Tasks
**A.** Translate this sentence from the PDBSite article into Spanish: "The PDBSite was set up by automated processing of the PDB."
**B.** Return, word for word, the stretch of the PDBSite article from "Other approaches compare" through "surface patches (10).".

Study text
════

PDBSite: a database of the 3D structure of protein functional sites(百拇医药)

PDBSite: a database of the 3D structure of protein functional sites

http://www.100md.com 《核酸研究医学期刊》

     Institute of Cytology and Genetics SBRAS, Lavrentyev Avenue 10, Novosibirsk 630090, Russia

    * To whom correspondence should be addressed. Tel: +7 3832332971; Fax: +7 3832331278; Email: salix@bionet.nsc.ru

    ABSTRACT

    The PDBSite database provides comprehensive structural and functional information on various protein sites (post-translational modification, catalytic active, organic and inorganic ligand binding, protein–protein, protein–DNA and protein–RNA interactions) in the Protein Data Bank (PDB). The PDBSite is available online at http://wwwmgs.bionet.nsc.ru/mgs/gnw/pdbsite/. It consists of functional sites extracted from PDB using the SITE records and of an additional set containing the protein interaction sites inferred from the contact residues in heterocomplexes. The PDBSite was set up by automated processing of the PDB. The PDBSite database can be queried through the functional description and the structural characteristics of the site and its environment. The PDBSite is integrated with the PDBSiteScan tool allowing structural comparisons of a protein against the functional sites. The PDBSite enables the recognition of functional sites in protein tertiary structures, providing annotation of function through structure. The PDBSite is updated after each new PDB release.

    INTRODUCTION

    Recognition of functional sites in proteins is a direct computational approach to the characterization of proteins in terms of biological and biochemical function. Over the years, it appeared that the three-dimensional (3D) coordinates can not only give hints on the protein's function, but also reveal it. Search for areas in the protein 3D structure showing structural similarity to the functional sites of other proteins, emerged full of promise. The repertoire of software tools kept growing to include the PROCAT database of the active site 3D templates (1), programs JESS (2) and TESS (3) for comparisons of the templates against the target protein; the PINTS program, which combines the database of functionally relevant patterns with a tool for local structural patterns search in the protein 3D structures (4). The ASSAM (5) and RIGOR (6) programs, among others, retrieve 3D motif matches.

    Other approaches compare the target protein surface against a database of binding site surfaces. With Schmitt's approach (7), the putative binding sites are first automatically extracted from a structure, then characterized by descriptors in terms of physicochemical properties. Subsequently, the RELIBASE was developed to search for equivalents with regard to both shape and physicochemical properties (8). There exists a method for comparing the electrostatic surfaces of proteins against the eF-site database, with the expectation of identifying distantly related binding sites (9) and a more recent method for predicting nucleic acid binding sites relying on surface patches (10).

════

Stored records:
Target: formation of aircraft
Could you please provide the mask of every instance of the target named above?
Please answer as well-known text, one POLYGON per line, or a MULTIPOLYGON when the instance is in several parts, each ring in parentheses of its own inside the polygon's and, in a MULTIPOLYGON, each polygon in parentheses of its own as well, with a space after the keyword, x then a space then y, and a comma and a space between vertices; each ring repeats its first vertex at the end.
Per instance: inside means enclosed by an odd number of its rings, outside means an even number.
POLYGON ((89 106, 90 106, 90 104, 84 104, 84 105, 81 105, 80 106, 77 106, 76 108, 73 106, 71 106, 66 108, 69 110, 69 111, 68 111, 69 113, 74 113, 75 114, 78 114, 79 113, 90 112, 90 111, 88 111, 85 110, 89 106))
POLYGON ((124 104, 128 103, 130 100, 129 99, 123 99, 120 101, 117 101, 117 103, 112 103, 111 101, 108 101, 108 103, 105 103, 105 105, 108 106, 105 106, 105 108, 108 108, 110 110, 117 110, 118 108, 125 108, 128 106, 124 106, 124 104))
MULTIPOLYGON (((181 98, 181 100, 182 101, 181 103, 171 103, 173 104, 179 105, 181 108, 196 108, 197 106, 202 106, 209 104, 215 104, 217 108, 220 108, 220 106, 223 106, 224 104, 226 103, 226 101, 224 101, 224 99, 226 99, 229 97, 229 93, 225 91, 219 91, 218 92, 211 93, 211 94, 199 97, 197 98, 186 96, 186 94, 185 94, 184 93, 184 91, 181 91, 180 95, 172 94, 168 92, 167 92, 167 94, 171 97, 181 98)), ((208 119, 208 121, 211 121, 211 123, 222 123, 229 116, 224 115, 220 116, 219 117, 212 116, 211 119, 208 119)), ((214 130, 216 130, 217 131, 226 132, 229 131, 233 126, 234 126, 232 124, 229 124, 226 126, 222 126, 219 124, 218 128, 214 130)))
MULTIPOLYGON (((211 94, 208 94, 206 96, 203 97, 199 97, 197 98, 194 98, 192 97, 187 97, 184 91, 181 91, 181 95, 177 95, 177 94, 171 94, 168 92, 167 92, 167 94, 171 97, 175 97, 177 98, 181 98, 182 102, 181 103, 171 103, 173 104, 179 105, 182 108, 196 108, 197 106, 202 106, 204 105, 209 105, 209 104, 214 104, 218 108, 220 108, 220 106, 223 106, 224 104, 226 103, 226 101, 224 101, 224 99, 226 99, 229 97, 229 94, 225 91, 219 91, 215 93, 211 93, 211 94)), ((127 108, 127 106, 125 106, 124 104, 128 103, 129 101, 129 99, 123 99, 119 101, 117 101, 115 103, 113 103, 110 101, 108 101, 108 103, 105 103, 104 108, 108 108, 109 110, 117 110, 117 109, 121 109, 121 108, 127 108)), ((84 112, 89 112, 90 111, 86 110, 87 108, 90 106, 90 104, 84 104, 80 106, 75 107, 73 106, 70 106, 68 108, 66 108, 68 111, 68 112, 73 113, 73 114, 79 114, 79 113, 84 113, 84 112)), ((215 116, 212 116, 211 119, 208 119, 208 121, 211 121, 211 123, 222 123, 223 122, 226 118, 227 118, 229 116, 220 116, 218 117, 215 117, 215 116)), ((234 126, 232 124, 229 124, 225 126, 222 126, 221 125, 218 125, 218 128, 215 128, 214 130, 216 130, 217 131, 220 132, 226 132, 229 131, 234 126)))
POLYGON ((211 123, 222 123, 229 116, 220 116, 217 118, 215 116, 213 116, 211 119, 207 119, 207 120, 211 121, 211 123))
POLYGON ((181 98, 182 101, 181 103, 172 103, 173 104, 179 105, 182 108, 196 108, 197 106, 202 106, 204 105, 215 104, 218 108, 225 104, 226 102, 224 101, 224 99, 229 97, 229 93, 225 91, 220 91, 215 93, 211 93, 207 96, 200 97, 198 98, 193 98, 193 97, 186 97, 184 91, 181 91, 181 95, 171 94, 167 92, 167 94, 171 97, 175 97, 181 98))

════

Task-by-task results
**A.** PDBSite se creó mediante el procesamiento automatizado del PDB.

**B.**
Other approaches compare the target protein surface against a database of binding site surfaces. With Schmitt's approach (7), the putative binding sites are first automatically extracted from a structure, then characterized by descriptors in terms of physicochemical properties. Subsequently, the RELIBASE was developed to search for equivalents with regard to both shape and physicochemical properties (8). There exists a method for comparing the electrostatic surfaces of proteins against the eF-site database, with the expectation of identifying distantly related binding sites (9) and a more recent method for predicting nucleic acid binding sites relying on surface patches (10).